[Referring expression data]
■ ■ ■

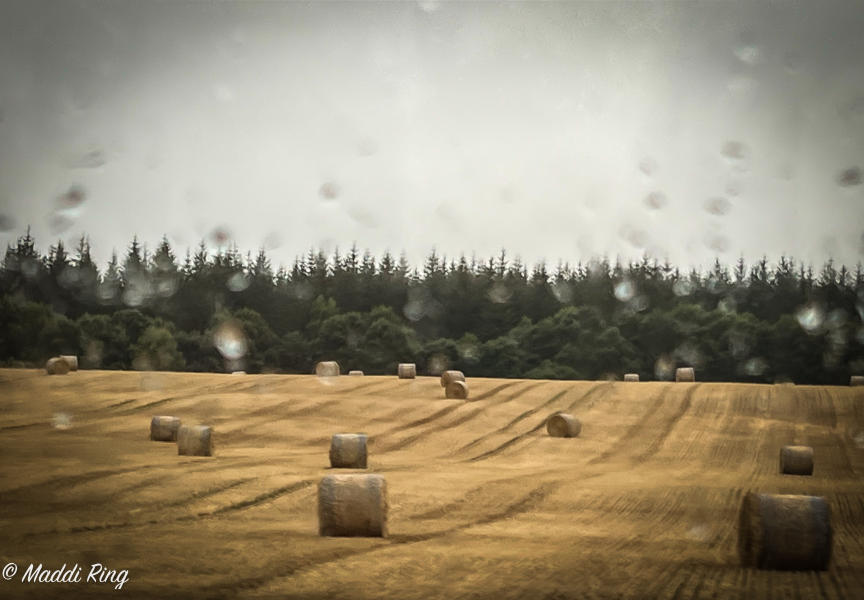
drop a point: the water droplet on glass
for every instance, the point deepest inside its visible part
(718, 206)
(810, 317)
(61, 421)
(237, 282)
(329, 190)
(655, 200)
(648, 166)
(849, 177)
(734, 150)
(499, 293)
(229, 340)
(624, 290)
(748, 54)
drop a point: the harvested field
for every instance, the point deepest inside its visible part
(482, 502)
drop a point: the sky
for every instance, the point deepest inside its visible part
(559, 131)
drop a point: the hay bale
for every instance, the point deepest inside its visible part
(685, 374)
(327, 368)
(195, 440)
(407, 371)
(456, 389)
(56, 366)
(448, 376)
(352, 506)
(784, 532)
(563, 425)
(796, 460)
(72, 360)
(348, 451)
(164, 429)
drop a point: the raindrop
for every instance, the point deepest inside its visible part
(734, 150)
(810, 317)
(718, 206)
(664, 367)
(499, 293)
(329, 190)
(220, 236)
(755, 366)
(655, 200)
(682, 287)
(849, 177)
(61, 421)
(625, 290)
(230, 341)
(237, 282)
(648, 166)
(748, 54)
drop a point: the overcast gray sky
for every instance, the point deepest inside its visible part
(556, 130)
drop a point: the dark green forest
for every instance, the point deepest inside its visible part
(218, 310)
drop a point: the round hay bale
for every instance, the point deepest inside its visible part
(164, 429)
(72, 360)
(457, 390)
(685, 374)
(784, 532)
(195, 440)
(352, 506)
(407, 371)
(56, 366)
(563, 425)
(796, 460)
(448, 376)
(327, 368)
(348, 451)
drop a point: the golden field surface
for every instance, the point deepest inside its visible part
(483, 503)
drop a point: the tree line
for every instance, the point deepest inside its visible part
(217, 310)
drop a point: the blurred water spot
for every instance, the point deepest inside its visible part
(655, 200)
(329, 190)
(7, 223)
(61, 421)
(664, 367)
(648, 166)
(237, 282)
(849, 177)
(624, 290)
(755, 366)
(718, 206)
(499, 293)
(717, 242)
(734, 150)
(220, 236)
(229, 340)
(682, 287)
(437, 364)
(563, 291)
(748, 54)
(810, 317)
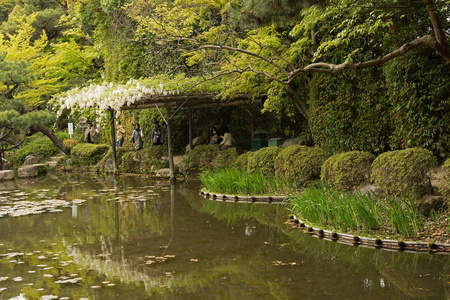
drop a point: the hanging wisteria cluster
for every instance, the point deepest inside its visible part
(108, 96)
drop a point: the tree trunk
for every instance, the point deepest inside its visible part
(51, 135)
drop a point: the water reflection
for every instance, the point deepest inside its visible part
(137, 239)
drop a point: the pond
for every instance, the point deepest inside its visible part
(132, 238)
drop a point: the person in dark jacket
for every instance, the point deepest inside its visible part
(157, 134)
(136, 137)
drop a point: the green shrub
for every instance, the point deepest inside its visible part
(347, 170)
(85, 154)
(224, 159)
(131, 161)
(200, 159)
(404, 172)
(242, 161)
(301, 164)
(155, 151)
(263, 161)
(62, 160)
(39, 145)
(445, 186)
(70, 143)
(120, 152)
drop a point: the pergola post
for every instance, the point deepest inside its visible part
(113, 141)
(190, 129)
(169, 145)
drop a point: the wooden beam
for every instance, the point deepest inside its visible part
(190, 129)
(113, 141)
(169, 145)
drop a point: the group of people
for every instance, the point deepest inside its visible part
(137, 135)
(221, 141)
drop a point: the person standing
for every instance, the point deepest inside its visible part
(89, 133)
(136, 137)
(157, 134)
(120, 134)
(215, 138)
(227, 139)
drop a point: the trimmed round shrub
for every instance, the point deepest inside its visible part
(347, 170)
(300, 164)
(263, 161)
(224, 159)
(242, 160)
(132, 161)
(200, 159)
(120, 151)
(86, 154)
(404, 172)
(444, 189)
(70, 143)
(153, 151)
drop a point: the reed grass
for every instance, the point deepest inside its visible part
(238, 182)
(357, 212)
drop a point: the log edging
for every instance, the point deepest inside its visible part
(355, 240)
(243, 199)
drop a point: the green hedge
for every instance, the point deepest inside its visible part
(404, 172)
(301, 164)
(445, 186)
(39, 145)
(224, 159)
(85, 154)
(200, 159)
(242, 161)
(263, 161)
(347, 170)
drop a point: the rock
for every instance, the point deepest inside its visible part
(429, 203)
(32, 170)
(195, 142)
(109, 165)
(292, 141)
(6, 175)
(238, 150)
(163, 172)
(30, 160)
(182, 166)
(368, 189)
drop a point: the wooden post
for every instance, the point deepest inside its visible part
(113, 141)
(169, 145)
(190, 129)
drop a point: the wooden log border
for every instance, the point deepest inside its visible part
(343, 238)
(390, 245)
(243, 199)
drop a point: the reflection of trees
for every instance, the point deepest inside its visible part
(116, 239)
(269, 214)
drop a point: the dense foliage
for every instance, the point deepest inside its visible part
(404, 172)
(85, 154)
(263, 161)
(301, 164)
(347, 170)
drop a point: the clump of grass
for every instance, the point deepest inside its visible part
(357, 212)
(238, 182)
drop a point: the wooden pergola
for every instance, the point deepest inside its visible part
(178, 102)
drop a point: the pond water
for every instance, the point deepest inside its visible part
(133, 238)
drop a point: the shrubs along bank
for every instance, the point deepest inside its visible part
(332, 195)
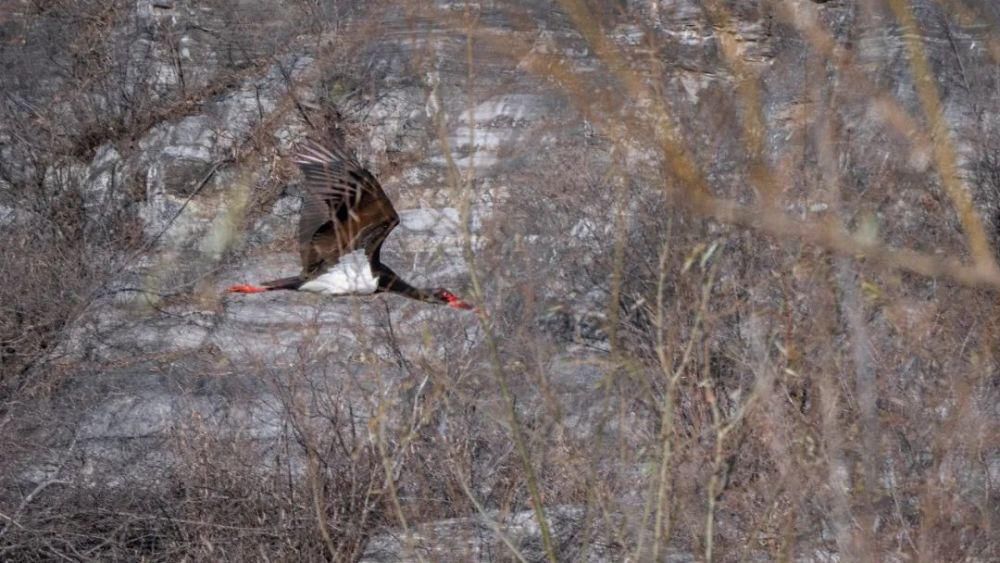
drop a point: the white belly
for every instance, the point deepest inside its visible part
(352, 275)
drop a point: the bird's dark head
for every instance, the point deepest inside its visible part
(445, 297)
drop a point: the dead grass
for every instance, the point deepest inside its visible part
(783, 354)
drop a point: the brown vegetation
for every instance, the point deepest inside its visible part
(720, 347)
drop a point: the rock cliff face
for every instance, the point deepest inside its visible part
(145, 147)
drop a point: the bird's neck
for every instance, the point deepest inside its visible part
(391, 282)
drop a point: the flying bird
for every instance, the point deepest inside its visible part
(345, 218)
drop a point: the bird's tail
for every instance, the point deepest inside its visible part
(292, 283)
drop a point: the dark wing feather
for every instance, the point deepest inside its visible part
(343, 208)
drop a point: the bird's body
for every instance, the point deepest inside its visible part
(345, 218)
(351, 275)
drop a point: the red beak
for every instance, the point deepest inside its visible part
(245, 288)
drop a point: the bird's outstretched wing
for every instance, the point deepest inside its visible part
(343, 208)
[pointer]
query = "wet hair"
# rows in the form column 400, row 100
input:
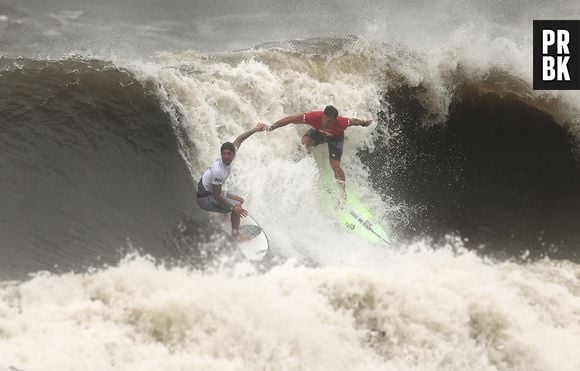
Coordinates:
column 331, row 111
column 228, row 145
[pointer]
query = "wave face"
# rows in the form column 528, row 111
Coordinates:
column 89, row 165
column 475, row 174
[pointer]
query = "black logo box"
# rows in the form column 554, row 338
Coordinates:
column 573, row 27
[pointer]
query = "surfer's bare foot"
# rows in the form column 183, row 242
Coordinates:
column 240, row 237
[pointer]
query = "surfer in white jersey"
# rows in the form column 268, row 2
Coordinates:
column 210, row 195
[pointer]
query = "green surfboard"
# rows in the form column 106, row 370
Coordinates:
column 352, row 214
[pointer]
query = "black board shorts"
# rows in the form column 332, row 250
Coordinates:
column 334, row 144
column 207, row 201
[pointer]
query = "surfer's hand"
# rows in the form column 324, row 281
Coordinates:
column 261, row 126
column 240, row 211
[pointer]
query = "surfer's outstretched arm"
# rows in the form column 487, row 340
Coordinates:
column 294, row 119
column 239, row 140
column 358, row 122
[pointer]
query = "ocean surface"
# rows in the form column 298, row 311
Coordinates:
column 111, row 111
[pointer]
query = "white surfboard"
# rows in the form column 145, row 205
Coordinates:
column 256, row 247
column 257, row 244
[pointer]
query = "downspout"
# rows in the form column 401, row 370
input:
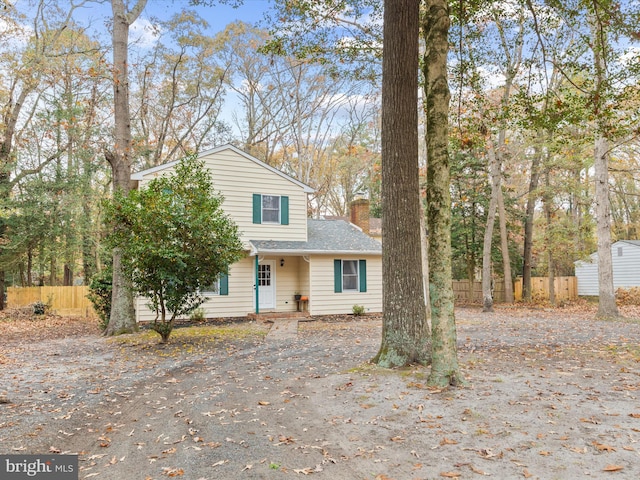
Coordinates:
column 256, row 284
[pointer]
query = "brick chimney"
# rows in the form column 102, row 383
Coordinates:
column 359, row 214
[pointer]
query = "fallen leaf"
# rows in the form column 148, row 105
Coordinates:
column 477, row 470
column 172, row 472
column 612, row 468
column 305, row 471
column 447, row 441
column 450, row 474
column 604, row 448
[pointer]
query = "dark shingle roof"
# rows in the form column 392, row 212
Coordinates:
column 324, row 236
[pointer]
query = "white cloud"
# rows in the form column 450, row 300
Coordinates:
column 143, row 33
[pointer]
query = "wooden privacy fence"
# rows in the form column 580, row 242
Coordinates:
column 62, row 300
column 466, row 292
column 565, row 288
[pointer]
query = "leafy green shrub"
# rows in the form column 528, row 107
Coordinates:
column 100, row 296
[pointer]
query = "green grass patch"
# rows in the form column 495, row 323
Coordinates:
column 195, row 335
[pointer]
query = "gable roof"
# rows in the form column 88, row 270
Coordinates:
column 324, row 237
column 141, row 174
column 594, row 256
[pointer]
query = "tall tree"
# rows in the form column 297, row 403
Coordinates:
column 405, row 327
column 601, row 152
column 122, row 317
column 445, row 369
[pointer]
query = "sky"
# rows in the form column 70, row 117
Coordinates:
column 218, row 16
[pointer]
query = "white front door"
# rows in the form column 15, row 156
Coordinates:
column 266, row 284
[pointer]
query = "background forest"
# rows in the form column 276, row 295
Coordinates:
column 301, row 91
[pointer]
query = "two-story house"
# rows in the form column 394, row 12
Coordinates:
column 332, row 264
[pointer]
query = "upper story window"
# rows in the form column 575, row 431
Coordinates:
column 349, row 275
column 219, row 287
column 271, row 209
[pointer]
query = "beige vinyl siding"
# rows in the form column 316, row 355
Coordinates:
column 324, row 301
column 238, row 303
column 237, row 178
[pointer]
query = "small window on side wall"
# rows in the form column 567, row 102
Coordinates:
column 219, row 287
column 273, row 209
column 350, row 275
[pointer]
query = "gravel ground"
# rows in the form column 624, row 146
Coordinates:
column 553, row 394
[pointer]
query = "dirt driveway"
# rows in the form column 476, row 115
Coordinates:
column 554, row 394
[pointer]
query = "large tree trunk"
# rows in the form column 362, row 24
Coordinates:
column 532, row 197
column 122, row 319
column 504, row 246
column 487, row 264
column 607, row 301
column 444, row 358
column 405, row 329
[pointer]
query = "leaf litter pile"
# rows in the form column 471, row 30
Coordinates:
column 553, row 394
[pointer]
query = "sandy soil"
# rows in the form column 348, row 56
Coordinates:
column 553, row 394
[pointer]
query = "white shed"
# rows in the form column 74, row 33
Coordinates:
column 626, row 268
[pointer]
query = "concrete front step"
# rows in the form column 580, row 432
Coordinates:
column 271, row 316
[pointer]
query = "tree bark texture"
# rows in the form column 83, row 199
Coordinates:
column 504, row 246
column 607, row 300
column 122, row 319
column 405, row 329
column 532, row 197
column 487, row 264
column 444, row 357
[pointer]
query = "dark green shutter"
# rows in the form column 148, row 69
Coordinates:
column 224, row 284
column 284, row 210
column 257, row 208
column 363, row 275
column 337, row 276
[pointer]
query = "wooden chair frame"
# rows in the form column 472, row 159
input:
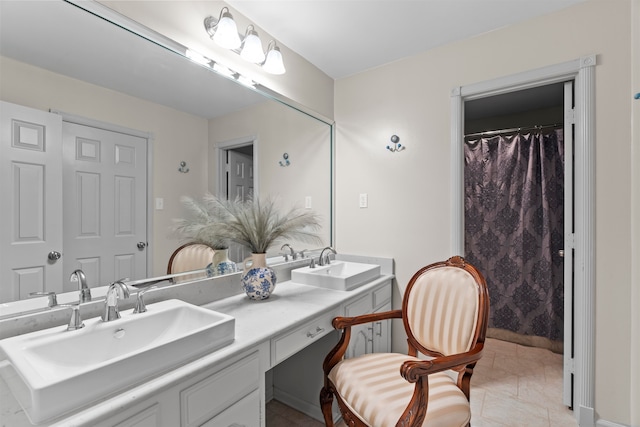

■ ■ ■

_ABOUT THIS TASK:_ Word for word, restate the lines above from the one with "drop a point: the wooden log border" through the one with "drop a point: the bird's body", keeping both ends and dropping the pictures.

_YOUR RESPONSE:_
drop a point: the wooden log border
for every instance, the point deepest inside its visible part
(343, 238)
(390, 245)
(243, 199)
drop a point: the reflection of trees
for every instance, the point deepest inside its visible part
(116, 239)
(269, 214)
drop a point: the dense foliage
for every instance, the point deepest inside its visible part
(404, 172)
(85, 154)
(263, 161)
(301, 164)
(347, 170)
drop a point: the clump of grass
for every instance, the point deepest inside its visible part
(357, 212)
(238, 182)
drop a point: the wooden pergola
for every instance, the point deepest inside its visible part
(178, 102)
drop a point: the pond water
for every instance, the point deepest inside its visible part
(133, 238)
drop a point: the shrubs along bank
for every instance, the point deepest inside its visible part
(332, 195)
drop a point: the white belly
for every instance, the point deepest inside its visible part
(352, 275)
drop a point: the bird's dark head
for every instance, the point deepest inside its visible part
(445, 297)
drop a point: the dead grass
for every instance, the point deepest inside its visible part
(783, 354)
drop a point: the brown vegetation
for every instance, the point deepest inside its visible part
(720, 347)
drop a point: the rock cliff face
for every instance, the point deepest inside its visible part
(145, 147)
drop a point: the bird's neck
for every instance, the point deepest inside its visible part
(391, 282)
drop a point: the flying bird
for every instance, the point deepest inside its visible part
(345, 218)
drop a point: the bird's tail
for every instance, the point deepest inside its visible part
(292, 283)
drop a point: the dark wing feather
for every instance, the point deepest inside its visible part
(343, 208)
drop a point: the bird's body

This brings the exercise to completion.